Ни разговаривать, ни лечиться, ни выходить “из этого положения” – положения обреченного на смерть человека. А ведь у него был опыт такого выхода – и свой собственный, и почерпнутый из книг. Во всяком случае, из одной книги, которая так и называлась – “Искусство продления человеческой жизни”. Написанная профессиональным медиком Гуфеландом и вышедшая первым изданием в конце XVIII века, она настолько понравилась Гоголю, что он настойчиво рекомендовал ее своим близким. Но теперь, кажется, он осваивал искусство не продления жизни, а ее укорачивания – вопреки воле всех, кто его окружал. Не принимал пищи, ограничиваясь лишь разбавленным водой теплым красным вином, противился разным хитроумным и болезненным процедурам, которым его тем не менее насильственно подвергали. “Оставьте меня!” – просил жалобно, точь-в-точь как просил того же вечный титулярный советник Акакий Акакиевич, разве что автор, в отличие от своего героя, не присовокуплял: зачем вы меня обижаете? А может быть, и присовокуплял – мысленно… “Явления, одно другого страннее, представлялись ему беспрестанно”. Когда-то он вывел эти слова, описывая смерть все того же Акакия Акакиевича, и вот теперь они возвращались к нему.

ЛИСТИНГ:
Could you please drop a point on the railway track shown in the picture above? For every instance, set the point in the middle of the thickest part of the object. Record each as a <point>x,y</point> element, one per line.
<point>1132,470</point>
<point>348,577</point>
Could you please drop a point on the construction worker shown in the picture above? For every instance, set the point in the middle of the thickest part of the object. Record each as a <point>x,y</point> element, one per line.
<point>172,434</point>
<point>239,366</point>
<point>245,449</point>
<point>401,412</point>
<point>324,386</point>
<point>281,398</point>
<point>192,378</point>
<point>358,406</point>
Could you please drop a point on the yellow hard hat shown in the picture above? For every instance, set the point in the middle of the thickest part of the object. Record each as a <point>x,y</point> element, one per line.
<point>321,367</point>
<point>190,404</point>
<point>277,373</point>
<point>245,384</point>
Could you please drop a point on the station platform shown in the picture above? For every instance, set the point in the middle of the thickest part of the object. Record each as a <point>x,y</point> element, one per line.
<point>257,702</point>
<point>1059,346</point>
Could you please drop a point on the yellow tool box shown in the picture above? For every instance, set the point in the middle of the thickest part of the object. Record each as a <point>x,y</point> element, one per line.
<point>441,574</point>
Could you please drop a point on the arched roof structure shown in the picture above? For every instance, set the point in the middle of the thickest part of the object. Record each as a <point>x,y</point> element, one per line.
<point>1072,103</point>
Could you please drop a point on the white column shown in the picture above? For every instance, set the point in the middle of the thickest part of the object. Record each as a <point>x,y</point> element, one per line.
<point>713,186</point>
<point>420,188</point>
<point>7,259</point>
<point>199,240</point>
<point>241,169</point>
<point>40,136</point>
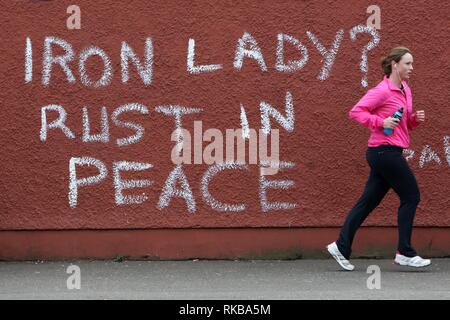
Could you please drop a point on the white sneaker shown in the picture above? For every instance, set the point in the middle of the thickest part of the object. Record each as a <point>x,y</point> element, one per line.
<point>416,261</point>
<point>344,263</point>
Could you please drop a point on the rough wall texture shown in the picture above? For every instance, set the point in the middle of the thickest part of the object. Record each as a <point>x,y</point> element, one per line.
<point>325,146</point>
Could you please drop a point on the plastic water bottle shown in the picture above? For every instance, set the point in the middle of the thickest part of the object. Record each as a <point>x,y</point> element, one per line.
<point>397,115</point>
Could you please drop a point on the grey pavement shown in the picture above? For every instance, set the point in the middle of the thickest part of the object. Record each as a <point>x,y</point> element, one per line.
<point>217,279</point>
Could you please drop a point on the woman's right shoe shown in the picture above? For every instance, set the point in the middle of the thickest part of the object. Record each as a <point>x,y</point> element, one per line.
<point>337,255</point>
<point>416,261</point>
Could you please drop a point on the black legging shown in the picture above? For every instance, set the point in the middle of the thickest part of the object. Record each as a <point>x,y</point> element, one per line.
<point>389,169</point>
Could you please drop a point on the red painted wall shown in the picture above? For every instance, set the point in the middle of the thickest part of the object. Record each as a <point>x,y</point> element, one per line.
<point>326,147</point>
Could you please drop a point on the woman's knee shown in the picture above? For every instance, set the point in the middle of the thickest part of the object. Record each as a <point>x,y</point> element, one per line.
<point>412,199</point>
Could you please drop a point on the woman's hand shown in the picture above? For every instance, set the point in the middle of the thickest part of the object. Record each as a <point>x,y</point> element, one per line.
<point>390,123</point>
<point>420,115</point>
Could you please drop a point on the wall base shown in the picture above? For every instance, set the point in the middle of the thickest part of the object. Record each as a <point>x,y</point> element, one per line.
<point>181,244</point>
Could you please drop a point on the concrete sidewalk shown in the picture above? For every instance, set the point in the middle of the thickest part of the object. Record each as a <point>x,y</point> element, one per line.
<point>227,280</point>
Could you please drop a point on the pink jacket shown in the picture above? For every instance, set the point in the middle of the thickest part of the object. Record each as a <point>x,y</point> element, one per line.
<point>380,103</point>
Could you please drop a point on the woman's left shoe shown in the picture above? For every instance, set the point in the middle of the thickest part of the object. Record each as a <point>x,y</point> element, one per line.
<point>417,262</point>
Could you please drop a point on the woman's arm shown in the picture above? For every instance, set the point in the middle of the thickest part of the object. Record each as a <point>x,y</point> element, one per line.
<point>362,111</point>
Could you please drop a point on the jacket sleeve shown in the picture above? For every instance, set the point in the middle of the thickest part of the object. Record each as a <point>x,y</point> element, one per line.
<point>362,112</point>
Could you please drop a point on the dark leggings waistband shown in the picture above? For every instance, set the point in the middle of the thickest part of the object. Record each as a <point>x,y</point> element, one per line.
<point>385,148</point>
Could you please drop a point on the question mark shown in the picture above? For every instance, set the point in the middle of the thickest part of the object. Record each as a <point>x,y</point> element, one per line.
<point>372,44</point>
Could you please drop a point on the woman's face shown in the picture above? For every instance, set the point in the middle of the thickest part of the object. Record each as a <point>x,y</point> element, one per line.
<point>404,66</point>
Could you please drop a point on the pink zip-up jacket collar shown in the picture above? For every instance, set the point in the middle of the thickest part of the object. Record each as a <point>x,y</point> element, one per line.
<point>380,103</point>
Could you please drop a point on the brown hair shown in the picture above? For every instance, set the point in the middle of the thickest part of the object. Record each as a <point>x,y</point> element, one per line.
<point>395,55</point>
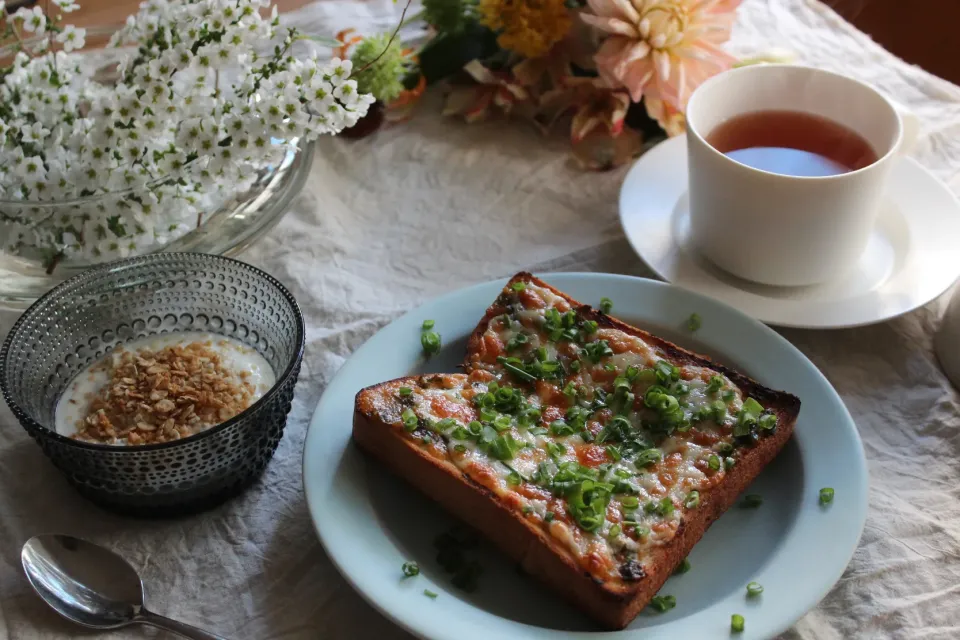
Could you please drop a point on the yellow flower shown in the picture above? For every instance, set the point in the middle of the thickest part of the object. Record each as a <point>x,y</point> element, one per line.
<point>529,27</point>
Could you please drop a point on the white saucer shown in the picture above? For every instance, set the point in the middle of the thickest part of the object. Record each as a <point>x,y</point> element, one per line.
<point>913,255</point>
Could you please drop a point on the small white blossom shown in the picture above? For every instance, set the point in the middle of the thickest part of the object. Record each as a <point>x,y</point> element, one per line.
<point>34,133</point>
<point>34,20</point>
<point>67,6</point>
<point>182,130</point>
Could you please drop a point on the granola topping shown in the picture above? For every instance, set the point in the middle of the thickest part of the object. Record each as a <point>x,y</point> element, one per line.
<point>163,388</point>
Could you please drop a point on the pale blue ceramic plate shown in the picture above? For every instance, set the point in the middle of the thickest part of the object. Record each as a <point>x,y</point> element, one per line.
<point>370,522</point>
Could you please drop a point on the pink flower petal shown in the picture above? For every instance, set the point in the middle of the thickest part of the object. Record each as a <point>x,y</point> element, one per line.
<point>661,60</point>
<point>627,11</point>
<point>610,25</point>
<point>604,8</point>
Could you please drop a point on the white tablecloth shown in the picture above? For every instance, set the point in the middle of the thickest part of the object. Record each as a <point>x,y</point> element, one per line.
<point>433,205</point>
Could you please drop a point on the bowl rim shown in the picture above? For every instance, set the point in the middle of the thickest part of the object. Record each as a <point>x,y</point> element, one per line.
<point>127,264</point>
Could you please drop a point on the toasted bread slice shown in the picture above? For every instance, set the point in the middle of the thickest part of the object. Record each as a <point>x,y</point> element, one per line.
<point>592,453</point>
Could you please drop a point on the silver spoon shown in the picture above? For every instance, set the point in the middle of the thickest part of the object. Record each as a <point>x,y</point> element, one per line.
<point>93,586</point>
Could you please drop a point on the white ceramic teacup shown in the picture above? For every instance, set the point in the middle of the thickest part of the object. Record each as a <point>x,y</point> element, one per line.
<point>780,229</point>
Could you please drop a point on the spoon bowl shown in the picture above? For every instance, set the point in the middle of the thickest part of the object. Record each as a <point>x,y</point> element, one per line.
<point>83,582</point>
<point>92,586</point>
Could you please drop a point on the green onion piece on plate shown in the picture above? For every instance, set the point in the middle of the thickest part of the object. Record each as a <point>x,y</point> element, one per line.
<point>737,623</point>
<point>430,341</point>
<point>410,420</point>
<point>663,603</point>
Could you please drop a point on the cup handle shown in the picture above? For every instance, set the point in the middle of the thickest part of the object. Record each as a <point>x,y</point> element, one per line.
<point>911,128</point>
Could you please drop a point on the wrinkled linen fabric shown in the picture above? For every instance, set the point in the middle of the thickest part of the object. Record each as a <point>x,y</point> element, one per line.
<point>419,209</point>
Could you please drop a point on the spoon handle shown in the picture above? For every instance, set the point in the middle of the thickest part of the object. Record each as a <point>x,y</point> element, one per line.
<point>174,626</point>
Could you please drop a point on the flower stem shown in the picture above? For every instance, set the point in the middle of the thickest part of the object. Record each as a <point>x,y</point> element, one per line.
<point>393,36</point>
<point>417,16</point>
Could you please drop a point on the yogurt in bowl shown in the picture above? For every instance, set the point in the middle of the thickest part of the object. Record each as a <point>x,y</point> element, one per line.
<point>162,388</point>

ЦЕЛЬ ЗАДАНИЯ: Допишите следующую часть отрывка о последних днях Гоголя, продолжив его сразу после последнего предложения. Листинг — отдельный материал, не связанный с отрывком о последних днях Гоголя.

РЕЗУЛЬТАТ:
Не только эти… Если в “Портрете” упоминается “лицо мертвеца, вставшего из могилы”, то одна из посетительниц Гоголя, видевшая писателя в его последние часы, нашла его лицо “страшно черным”. Это – вторая редакция “Портрета”, а в первой герой лицезрит “старца, на бледном, изнуренном лице которого не присутствовало, казалось, ни одной черты, ни одной мысли о земном”. Та же глубокая внутренняя устремленность к божественному была и в облике умирающего Гоголя, но ее либо не замечали, либо умышленно игнорировали. Ставили пиявки и клистир, сажали в ванну из бульона, лили на голову холодную воду, как опять-таки лили ее на голову другому его герою, Поприщину из “Записок сумасшедшего”. “Боже! что они делают со мною! Они льют мне на голову холодную воду!” Такова последняя запись Поприщина, и датирована она, между прочим, февралем месяцем, оказавшимся роковым не только для героя, но и для его создателя. Разве что слово “февраль” стоит в поприщинских записках вверх ногами…

Гоголя мучили перед смертью – это надо сказать прямо. А впрочем, он сам сказал – все в том же “Портрете”: “…в ужаснейших муках окончил жизнь”. Гоголя мучили, и Гоголь кричал – тому есть немало свидетельств. “Сердцу с не совсем оглохлыми чувствами недостало бы сил выслушать этот звук. Страшно внимать хрипению убиваемого человека”. Это строки из едва начатого и брошенного романа “Гетьман” – Гоголь и сам, поди, позабыл их, но нам их вспомнить сейчас самый раз.

Уже знакомый нам Лев Иванович Арнольди не был, к счастью, человеком с “оглохлыми чувствами”. В своих мемуарах он рассказывает, как стал невольным свидетелем жутковатой сцены. Умирающий мог лишь с трудом приподнять голову, и тогда слуги принялись вслух размышлять, не стащить ли его силком с постели – авось “разойдется и жив будет”. Только решительное вмешательство Арнольди предотвратило варварскую операцию.

Когда-то совсем еще молодой адъюнкт-профессор Н. Гоголь, выступая в Санкт-Петербургском университете со вступительной лекцией, посвященной Средним векам, упомянул о ситуации, при которой “физическая природа человека, доведенная муками, может заглушить голос души”. Может… Но с ним этого не произошло, его спасли. Кто? Тургенев при всем своем уме ответа на этот вопрос дать не смог, смиренно признав в одном из писем, написанных на пятый день после смерти Гоголя: “Я чувствую, что в Этой смерти Этого человека кроется более, чем кажется с первого взгляда, и мне хочется проникнуть в эту грозную и горестную тайну”.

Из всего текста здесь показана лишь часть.